• _INSTRUCTION_
Write out the lines from the one containing "task: mark the region of the tree trunk" through the one containing "[[[313,1],[313,59],[311,100],[334,105],[335,17],[333,0]]]", inclusive, with no changes.
** START MATERIAL TO PROCESS **
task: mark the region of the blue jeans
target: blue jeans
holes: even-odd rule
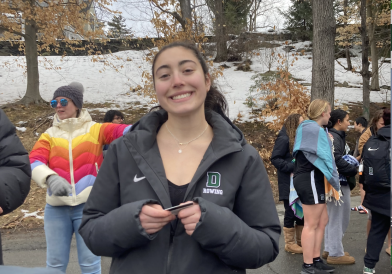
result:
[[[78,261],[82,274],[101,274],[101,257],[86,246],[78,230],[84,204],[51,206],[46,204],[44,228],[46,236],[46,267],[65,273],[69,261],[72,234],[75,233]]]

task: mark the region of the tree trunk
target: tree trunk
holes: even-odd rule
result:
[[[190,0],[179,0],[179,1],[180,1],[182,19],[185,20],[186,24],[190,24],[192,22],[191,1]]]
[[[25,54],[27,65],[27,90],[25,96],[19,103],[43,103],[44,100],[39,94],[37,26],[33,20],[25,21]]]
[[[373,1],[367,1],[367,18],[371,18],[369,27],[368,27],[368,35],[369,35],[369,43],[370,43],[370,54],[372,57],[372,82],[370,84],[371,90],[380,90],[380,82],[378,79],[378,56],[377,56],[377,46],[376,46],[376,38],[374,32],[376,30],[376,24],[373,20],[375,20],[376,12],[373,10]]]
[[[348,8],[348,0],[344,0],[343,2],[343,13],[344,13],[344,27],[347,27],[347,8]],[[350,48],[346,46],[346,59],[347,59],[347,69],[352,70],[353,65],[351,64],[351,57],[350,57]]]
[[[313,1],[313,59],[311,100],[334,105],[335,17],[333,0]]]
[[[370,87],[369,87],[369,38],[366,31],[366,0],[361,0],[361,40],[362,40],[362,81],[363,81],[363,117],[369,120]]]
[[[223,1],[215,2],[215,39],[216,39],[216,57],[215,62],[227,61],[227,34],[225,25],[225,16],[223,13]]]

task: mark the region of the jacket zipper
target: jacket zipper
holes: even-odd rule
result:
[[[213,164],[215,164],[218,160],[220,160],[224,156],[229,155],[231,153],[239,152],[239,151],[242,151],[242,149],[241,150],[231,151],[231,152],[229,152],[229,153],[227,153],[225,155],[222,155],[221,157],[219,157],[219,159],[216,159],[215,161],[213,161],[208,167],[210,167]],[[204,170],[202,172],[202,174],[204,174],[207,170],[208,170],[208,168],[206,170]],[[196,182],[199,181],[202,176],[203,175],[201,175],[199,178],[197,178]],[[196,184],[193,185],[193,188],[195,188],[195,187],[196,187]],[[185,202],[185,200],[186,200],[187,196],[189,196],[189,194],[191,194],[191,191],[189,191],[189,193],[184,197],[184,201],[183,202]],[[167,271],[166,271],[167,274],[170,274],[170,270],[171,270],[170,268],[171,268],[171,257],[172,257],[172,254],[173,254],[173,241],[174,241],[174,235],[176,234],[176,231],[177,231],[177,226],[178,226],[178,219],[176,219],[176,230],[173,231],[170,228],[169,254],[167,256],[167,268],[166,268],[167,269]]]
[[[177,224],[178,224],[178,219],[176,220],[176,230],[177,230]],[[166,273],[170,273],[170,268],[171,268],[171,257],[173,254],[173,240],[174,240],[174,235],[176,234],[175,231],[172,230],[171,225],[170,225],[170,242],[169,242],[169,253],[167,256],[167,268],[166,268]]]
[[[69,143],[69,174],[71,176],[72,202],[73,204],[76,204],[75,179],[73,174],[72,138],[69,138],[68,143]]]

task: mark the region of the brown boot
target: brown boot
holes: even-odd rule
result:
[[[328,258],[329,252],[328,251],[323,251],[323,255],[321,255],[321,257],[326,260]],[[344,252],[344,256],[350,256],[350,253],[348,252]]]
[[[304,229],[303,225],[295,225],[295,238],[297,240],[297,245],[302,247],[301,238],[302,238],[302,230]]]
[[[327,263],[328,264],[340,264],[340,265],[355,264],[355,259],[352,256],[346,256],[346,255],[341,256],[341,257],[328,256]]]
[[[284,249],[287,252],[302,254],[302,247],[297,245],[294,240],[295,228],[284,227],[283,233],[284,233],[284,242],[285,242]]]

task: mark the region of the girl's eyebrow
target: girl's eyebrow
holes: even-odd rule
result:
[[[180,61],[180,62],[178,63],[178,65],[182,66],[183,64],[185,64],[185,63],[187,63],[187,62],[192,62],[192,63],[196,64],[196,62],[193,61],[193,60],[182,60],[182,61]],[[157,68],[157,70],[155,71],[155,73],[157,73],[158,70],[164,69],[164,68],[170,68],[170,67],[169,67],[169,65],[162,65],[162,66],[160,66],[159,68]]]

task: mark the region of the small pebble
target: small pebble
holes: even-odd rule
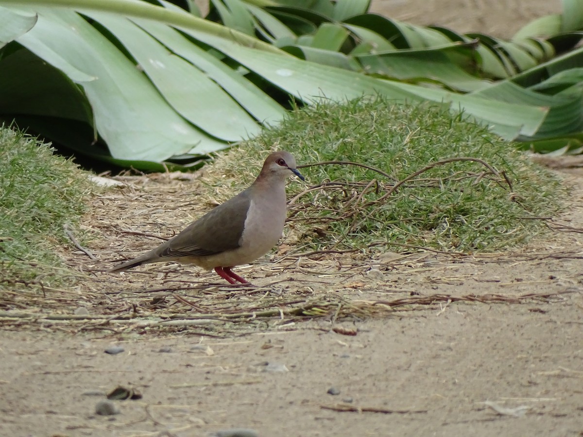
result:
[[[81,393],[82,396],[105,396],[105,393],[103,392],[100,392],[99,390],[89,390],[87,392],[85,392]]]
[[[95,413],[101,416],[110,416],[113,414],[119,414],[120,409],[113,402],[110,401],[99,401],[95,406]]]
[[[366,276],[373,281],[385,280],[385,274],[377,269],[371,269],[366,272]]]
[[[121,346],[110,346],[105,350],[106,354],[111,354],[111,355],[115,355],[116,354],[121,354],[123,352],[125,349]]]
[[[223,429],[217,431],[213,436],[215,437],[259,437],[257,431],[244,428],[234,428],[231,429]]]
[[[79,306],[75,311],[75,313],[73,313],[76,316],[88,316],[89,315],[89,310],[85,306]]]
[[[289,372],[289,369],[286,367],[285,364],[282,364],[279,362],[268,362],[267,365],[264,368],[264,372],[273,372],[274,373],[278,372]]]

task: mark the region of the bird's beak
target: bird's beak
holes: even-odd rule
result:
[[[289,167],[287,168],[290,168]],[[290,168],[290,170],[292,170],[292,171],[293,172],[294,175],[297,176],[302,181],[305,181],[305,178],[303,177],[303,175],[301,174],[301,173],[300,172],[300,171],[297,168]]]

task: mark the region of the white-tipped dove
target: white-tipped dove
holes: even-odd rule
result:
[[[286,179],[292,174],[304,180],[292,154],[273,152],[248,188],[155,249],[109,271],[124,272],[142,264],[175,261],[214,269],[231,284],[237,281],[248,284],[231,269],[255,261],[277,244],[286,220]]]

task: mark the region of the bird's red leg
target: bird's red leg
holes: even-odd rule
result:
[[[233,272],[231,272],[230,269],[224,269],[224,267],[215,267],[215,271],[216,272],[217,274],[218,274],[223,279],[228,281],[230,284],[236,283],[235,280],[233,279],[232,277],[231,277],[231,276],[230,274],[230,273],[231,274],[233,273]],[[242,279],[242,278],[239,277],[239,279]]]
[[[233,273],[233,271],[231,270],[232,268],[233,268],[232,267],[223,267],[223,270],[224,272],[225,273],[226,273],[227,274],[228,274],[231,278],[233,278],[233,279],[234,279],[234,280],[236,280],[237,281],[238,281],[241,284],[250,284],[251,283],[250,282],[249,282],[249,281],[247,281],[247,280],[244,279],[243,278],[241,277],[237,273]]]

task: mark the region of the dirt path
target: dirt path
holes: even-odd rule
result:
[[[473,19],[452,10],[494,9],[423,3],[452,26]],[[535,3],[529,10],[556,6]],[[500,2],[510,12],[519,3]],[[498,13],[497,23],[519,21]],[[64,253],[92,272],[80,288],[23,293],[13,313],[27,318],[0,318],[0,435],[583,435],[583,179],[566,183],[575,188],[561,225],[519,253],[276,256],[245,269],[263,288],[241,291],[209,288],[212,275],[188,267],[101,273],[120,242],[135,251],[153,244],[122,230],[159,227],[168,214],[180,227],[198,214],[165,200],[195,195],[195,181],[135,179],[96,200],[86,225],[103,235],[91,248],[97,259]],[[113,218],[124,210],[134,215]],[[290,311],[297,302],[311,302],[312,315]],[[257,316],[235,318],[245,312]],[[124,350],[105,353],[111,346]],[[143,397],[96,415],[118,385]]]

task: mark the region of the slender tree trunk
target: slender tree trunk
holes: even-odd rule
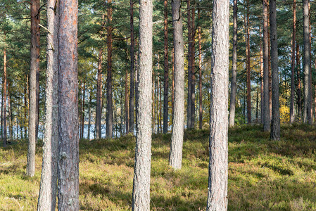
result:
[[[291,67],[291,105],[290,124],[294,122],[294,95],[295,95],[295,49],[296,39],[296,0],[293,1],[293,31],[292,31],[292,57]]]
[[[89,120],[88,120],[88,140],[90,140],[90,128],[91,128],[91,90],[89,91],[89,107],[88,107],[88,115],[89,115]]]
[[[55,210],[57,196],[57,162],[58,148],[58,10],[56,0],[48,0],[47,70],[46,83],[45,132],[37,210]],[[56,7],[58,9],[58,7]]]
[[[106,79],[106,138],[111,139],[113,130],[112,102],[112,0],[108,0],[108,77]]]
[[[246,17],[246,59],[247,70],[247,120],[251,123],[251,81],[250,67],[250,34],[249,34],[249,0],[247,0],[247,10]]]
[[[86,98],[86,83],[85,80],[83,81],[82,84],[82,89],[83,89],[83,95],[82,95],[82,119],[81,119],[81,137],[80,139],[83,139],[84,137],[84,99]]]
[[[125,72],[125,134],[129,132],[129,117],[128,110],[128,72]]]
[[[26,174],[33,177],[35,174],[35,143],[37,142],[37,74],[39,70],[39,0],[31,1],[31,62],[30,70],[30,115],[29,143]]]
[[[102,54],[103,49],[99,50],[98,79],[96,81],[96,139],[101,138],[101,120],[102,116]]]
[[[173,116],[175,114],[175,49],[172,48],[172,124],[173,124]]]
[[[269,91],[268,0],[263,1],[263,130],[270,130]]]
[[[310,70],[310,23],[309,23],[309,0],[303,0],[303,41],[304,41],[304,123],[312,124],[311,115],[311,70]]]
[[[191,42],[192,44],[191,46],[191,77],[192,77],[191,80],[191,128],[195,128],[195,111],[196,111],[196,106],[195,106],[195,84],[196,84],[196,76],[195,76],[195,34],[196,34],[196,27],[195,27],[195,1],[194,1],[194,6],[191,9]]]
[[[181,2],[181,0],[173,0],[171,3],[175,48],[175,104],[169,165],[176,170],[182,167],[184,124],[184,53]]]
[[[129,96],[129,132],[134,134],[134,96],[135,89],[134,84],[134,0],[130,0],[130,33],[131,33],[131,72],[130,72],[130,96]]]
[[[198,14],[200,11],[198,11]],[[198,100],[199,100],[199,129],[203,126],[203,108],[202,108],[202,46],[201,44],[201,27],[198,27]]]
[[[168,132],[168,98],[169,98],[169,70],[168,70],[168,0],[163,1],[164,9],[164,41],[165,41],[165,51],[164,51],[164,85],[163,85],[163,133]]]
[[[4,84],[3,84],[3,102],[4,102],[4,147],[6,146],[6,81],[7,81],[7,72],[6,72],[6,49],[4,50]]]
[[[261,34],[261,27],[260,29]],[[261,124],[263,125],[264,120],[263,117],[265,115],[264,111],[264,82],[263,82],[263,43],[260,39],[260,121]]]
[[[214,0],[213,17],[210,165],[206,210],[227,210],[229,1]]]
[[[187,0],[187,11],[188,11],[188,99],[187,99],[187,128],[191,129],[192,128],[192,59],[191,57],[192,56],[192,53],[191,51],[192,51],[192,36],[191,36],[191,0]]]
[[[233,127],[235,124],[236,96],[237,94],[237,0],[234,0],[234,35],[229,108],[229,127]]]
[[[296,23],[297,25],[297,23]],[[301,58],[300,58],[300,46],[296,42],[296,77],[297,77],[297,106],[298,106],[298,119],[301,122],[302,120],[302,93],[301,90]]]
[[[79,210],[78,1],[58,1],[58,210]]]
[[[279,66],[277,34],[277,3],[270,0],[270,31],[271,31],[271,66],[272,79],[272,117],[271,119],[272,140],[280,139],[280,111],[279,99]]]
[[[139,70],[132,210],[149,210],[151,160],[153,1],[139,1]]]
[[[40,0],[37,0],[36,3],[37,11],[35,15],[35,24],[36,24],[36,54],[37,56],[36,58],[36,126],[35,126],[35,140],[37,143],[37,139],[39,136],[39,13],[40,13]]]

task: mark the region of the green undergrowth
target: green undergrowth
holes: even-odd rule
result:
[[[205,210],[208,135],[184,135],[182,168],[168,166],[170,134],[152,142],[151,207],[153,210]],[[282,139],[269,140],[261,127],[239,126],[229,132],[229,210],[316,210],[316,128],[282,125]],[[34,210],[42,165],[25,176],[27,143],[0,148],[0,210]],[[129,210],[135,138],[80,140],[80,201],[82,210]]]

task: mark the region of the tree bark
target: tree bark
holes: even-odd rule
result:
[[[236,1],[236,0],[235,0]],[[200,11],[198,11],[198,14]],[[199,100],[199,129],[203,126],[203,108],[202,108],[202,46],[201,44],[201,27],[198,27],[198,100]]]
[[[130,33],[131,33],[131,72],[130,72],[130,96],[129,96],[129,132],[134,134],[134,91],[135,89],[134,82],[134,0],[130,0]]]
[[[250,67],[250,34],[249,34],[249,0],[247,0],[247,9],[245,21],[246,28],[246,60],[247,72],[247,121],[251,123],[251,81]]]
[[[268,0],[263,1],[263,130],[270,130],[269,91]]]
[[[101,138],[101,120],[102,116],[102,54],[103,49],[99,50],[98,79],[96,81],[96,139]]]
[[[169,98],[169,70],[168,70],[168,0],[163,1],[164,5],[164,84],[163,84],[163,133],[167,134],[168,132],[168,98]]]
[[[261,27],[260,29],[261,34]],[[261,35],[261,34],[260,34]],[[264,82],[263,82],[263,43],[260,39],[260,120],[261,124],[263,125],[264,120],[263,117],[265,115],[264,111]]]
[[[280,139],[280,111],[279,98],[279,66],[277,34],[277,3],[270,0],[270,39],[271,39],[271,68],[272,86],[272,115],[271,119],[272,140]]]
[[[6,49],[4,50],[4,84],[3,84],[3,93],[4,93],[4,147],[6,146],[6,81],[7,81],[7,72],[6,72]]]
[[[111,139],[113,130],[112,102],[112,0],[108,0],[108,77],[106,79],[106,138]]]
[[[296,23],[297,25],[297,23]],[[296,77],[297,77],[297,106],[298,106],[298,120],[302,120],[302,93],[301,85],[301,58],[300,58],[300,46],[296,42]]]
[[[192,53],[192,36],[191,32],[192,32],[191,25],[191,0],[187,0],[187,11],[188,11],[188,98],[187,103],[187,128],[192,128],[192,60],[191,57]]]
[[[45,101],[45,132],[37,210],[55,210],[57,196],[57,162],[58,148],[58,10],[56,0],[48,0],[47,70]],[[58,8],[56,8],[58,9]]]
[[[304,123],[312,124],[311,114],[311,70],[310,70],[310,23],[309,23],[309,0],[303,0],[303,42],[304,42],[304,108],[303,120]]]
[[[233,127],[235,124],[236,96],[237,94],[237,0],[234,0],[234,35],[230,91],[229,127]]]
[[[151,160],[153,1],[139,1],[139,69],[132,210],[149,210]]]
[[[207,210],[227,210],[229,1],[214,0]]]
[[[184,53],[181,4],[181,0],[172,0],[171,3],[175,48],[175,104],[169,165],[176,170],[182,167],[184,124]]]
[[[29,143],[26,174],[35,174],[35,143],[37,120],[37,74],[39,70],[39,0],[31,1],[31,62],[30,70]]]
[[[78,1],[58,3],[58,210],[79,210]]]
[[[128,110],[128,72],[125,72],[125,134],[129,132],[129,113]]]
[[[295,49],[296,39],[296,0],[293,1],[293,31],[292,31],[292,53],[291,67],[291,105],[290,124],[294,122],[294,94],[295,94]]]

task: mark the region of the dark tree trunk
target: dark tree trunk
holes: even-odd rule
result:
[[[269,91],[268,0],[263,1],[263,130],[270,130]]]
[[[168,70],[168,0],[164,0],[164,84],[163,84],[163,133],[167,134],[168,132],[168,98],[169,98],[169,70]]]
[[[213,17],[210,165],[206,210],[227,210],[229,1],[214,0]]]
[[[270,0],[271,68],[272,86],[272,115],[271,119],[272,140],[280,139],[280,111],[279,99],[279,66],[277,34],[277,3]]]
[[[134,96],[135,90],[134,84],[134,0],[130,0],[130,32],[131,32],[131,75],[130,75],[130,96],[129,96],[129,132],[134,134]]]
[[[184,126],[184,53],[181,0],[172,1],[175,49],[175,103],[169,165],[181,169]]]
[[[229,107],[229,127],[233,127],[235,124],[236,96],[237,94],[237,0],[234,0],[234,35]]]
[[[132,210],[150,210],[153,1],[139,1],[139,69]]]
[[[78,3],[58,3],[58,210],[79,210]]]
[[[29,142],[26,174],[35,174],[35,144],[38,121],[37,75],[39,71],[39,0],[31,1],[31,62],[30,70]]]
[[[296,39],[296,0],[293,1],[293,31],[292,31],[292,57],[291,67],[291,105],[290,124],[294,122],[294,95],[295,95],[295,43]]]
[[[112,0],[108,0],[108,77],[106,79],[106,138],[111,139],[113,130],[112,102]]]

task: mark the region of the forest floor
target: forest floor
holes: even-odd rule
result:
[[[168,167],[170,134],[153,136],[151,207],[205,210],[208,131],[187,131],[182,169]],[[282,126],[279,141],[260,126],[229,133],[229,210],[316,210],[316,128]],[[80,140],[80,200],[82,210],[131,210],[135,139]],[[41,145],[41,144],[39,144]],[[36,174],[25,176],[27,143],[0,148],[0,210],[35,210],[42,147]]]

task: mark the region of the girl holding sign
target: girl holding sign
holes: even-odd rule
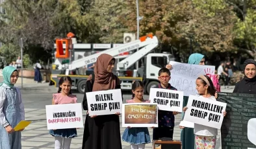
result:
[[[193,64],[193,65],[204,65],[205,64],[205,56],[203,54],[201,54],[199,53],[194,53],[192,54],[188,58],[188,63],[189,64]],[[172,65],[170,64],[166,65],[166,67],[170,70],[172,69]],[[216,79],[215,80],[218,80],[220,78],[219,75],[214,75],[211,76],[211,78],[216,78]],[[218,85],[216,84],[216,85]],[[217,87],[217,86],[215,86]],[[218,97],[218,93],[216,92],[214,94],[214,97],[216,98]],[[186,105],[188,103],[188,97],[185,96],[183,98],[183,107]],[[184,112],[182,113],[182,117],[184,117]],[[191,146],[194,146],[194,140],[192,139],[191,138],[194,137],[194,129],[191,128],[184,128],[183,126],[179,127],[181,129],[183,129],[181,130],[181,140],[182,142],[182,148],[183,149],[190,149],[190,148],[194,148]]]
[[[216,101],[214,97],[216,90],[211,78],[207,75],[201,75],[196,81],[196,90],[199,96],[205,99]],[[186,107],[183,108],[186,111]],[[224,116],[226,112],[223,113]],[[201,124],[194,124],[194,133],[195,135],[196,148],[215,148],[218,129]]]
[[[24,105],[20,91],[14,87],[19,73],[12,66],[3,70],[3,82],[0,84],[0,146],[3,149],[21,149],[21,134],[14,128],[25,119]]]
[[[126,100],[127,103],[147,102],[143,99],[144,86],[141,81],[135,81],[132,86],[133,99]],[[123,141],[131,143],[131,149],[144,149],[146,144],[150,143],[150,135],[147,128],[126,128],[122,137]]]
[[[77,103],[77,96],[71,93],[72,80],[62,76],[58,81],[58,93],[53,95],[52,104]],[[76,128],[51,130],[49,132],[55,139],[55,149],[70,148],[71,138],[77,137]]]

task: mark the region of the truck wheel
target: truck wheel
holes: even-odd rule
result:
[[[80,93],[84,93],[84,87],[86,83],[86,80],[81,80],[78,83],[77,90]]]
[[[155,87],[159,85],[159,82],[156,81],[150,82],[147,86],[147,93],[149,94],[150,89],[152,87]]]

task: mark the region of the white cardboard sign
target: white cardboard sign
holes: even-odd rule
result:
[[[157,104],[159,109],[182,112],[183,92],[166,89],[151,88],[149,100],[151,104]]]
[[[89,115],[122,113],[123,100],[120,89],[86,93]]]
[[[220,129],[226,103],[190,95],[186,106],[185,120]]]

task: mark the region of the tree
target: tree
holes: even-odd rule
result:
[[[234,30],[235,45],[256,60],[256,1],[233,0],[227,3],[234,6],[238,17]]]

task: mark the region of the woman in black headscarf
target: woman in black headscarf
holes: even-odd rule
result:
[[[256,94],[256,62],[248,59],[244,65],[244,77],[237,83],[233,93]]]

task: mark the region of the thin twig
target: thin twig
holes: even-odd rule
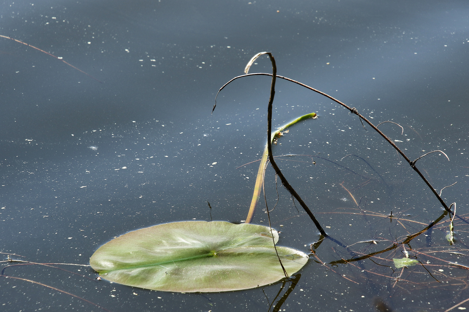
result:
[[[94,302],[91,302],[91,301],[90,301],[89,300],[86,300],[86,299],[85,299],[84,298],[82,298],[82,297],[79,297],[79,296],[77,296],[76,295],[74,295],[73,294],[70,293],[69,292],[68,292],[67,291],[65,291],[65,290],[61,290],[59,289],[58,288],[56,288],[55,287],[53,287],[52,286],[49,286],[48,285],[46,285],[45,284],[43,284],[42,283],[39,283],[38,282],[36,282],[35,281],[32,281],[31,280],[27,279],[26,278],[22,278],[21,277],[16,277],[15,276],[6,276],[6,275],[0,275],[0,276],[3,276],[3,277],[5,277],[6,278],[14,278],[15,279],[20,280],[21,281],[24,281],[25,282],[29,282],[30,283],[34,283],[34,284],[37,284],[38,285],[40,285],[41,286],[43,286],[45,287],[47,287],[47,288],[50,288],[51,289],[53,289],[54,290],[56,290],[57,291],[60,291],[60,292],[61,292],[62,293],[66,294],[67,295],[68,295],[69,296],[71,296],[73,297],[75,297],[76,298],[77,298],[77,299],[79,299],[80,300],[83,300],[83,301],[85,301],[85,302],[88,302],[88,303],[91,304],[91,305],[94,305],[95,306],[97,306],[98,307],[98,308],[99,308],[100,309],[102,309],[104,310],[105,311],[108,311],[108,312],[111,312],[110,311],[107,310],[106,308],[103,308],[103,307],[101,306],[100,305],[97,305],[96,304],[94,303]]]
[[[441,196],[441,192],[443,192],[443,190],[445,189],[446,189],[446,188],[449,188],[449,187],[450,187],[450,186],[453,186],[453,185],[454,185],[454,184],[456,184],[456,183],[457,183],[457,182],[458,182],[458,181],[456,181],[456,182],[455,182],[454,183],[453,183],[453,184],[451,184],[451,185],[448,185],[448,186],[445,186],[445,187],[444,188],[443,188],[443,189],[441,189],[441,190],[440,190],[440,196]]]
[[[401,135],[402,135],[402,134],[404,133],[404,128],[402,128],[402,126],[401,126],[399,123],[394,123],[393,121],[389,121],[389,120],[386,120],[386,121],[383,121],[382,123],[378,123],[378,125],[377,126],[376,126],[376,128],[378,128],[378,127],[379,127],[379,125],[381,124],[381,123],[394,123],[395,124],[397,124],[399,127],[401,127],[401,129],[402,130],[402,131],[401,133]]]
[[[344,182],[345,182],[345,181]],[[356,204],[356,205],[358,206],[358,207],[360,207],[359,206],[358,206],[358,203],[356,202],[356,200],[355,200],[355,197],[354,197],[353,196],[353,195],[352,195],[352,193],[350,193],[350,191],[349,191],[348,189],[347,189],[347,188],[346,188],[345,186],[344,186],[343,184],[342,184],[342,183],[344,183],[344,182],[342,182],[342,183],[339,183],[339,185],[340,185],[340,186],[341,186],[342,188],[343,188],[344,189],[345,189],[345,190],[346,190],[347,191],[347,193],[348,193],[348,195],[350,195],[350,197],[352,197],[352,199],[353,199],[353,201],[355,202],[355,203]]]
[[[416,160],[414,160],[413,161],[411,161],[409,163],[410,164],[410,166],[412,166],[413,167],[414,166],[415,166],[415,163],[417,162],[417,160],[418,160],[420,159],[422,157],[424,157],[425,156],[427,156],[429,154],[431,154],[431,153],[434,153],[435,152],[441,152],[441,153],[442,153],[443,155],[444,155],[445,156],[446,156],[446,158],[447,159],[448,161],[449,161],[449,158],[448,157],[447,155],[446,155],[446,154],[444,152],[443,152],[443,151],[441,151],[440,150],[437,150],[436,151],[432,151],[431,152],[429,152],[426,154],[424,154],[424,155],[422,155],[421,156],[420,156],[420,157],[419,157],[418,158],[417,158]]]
** END MATERIAL TO PROCESS **
• _SOLVED PROBLEM_
task: mark the region of the tree trunk
target: tree trunk
holes: even-odd rule
result:
[[[190,0],[179,0],[179,1],[180,1],[182,19],[185,20],[186,24],[190,24],[192,22],[191,1]]]
[[[25,54],[27,65],[27,90],[25,96],[19,103],[43,103],[44,100],[39,94],[37,26],[33,20],[25,21]]]
[[[373,1],[367,1],[367,18],[371,18],[369,27],[368,27],[368,35],[369,35],[369,43],[370,43],[370,54],[372,57],[372,82],[370,84],[371,90],[380,90],[380,82],[378,79],[378,56],[377,56],[377,46],[376,46],[376,38],[374,32],[376,30],[376,24],[373,20],[375,20],[376,12],[373,10]]]
[[[348,8],[348,0],[344,0],[343,2],[343,13],[344,13],[344,27],[347,27],[347,8]],[[350,48],[346,46],[346,59],[347,59],[347,69],[352,70],[353,65],[351,64],[351,57],[350,57]]]
[[[313,1],[313,59],[311,100],[334,105],[335,17],[333,0]]]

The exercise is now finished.